### What to work on
Pick out every line of the records below that contains the word "photo" and copy each one. Case counts, so only lines that match it letter for letter in upper and lower case qualify.

### Supplied data
────────────────

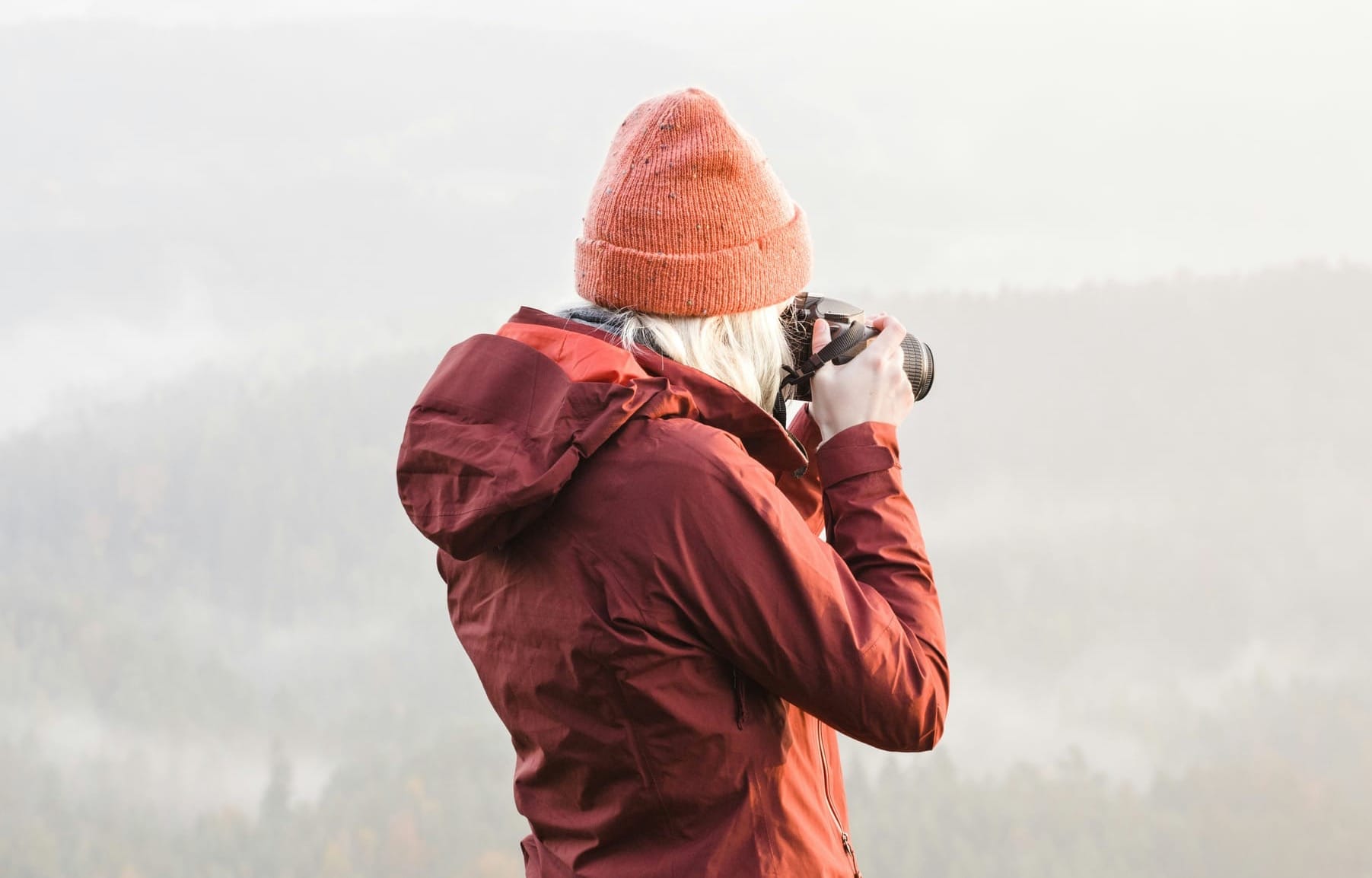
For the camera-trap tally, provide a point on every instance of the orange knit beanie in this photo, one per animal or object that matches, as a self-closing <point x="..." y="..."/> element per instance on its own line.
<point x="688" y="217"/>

────────────────

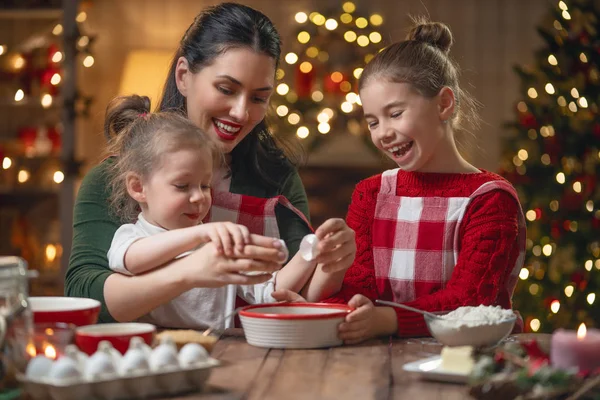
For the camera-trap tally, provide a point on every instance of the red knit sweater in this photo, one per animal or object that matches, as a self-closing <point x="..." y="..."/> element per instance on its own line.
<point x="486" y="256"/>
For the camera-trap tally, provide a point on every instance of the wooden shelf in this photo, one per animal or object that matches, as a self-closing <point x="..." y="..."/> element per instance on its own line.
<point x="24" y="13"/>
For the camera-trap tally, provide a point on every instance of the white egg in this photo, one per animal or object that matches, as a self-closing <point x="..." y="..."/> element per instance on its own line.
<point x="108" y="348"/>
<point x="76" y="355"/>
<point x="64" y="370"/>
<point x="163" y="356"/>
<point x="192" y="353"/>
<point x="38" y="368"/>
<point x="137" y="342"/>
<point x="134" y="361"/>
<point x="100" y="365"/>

────────────────

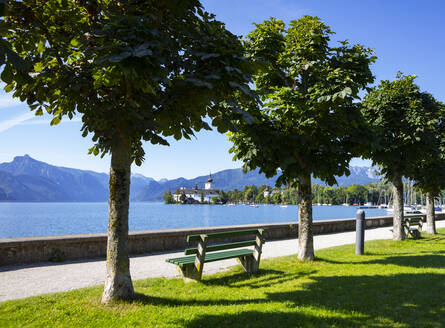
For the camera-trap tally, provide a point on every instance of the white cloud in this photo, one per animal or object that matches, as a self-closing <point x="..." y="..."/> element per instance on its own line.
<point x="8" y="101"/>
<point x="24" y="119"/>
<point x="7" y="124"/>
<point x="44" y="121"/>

────────────────

### Response below
For the camera-trap tally, provide a point on every instance of the orange knit beanie in this photo, one per animal or object that matches, as a self-closing <point x="..." y="..."/> element per instance on its own line.
For the camera-trap tally, provide a point on every instance of the red knit sweater in this photo, one per animal or object that matches, as a self-closing <point x="..." y="..."/> element per instance on its own line.
For the camera-trap tally, provide a point on every instance of the wooden shelf in this photo, one per animal or object that matches, as a self-closing <point x="..." y="..."/> element per instance on its own line.
For the camera-trap tally, provide a point on every instance of the white egg in this photo, one per animal or object that matches, as a self-closing <point x="..." y="..."/> element per instance on its own line.
For the camera-trap tally, provide a point on every instance of the white cloud in this photo, one per animal or object that matches, as a self-closing <point x="..." y="..."/> element per instance on its own line.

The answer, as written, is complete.